**Text segment:**

■ ■ ■ ■

Living the dream

Living the dream
Visiting grandmas farm.

Wednesday, December 26, 2012

Turkey soup and tummy aches


I had good intentions when I made turkey soup for our dogs and cats.  We were cooking the white tom turkey that came from our Bourbon red turkeys for Christmas.  I took the neck, giblets, tail and some turkey wings frozen from a previous turkey meal and put them in the crockpot where they cooked as our turkey roasted.  I added a box of stuffing mix to the pot to soak up the broth in the evening and everyone got some.  We gave each dog their own little paper bowl so there wouldn’t be any fighting.  They loved it of course but we regretted it later in the night when Sadie got a tummy ache. 

Sadie is an old, small Jack Russel that sleeps with us.  She has had tummy problems before - she gets gas I think.  She shakes and her ears are up on alert and she can’t stay still.  The only thing that helps is for me to pat her back like you do a colicky baby. I don’t know why that soothes colic but it does. If I start drifting off to sleep and the patting slows down she scratches at me.  I tried just putting her off the bed but then she paces around the floor and I can hear her nails tip tapping, click, click, click and she goes under the bed and scratches at the floor.  

It took hours last night before she settled down to sleep. I patted and patted and patted. No more soup for her.  We are actually making some more today from the carcass of the turkey but she will get something else.  All of the other dogs and cats were happy though and the other dogs were quite content last night.

We have a light dusting of snow on the ground and more on the way.  I have kept the birds locked in the last few days so the coop stays warmer but they aren’t too happy about that.  One of the ducks is starting to lay again but I have news for her, the eggs will be cooked and fed to the cats if the egg eater doesn’t get them first.  I am picking up the frizzle eggs too and cooking them for the cats.  No chicks or ducklings are wanted until its warmer.

■ ■ ■ ■

**Given entries:**

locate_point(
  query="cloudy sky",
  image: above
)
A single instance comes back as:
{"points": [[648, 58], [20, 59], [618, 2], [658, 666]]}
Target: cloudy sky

■ ■ ■ ■

**Directive A:** In the turkey soup post, what is the only thing that helps Sadie when she has a tummy ache?
**Directive B:** Carry on the turkey soup post from its last sentence.
The listing is separate material from the turkey soup post.

**Expected output A:** Having her back patted, the way you would pat a colicky baby.

**Expected output B:**
I had to separate the big male ducks.  They were doing a lot of fighting and chasing and keeping everyone stirred up.  I moved the younger one into the chicken side of the coop.  He spends all his time in front of a ventilation opening between the coops that has netting over it.  The old drake parks himself on the other side of the net and they fight through the fence.   But at least they aren’t chasing each other wildly and fighting beak to beak. 

The two little frizzle roosters that were running free separated themselves.  One of them moved into the side with the ducks.  Two Ameraucana hens live there and he went to live with them.  The other little rooster is a real meanie and he has stayed in the front of the barn.  One or two big hens are always out there with him. They run by me when I open the coop door to feed and I let them hang around in the front of the barn.  They like to lay in the tub of hay I put out for the cats to sleep in.

I have cooked and baked so much in the last few days we are only going to eat leftovers for a few days.  Went and got feed this morning and Pepsi for me and we are ready for the snowstorm.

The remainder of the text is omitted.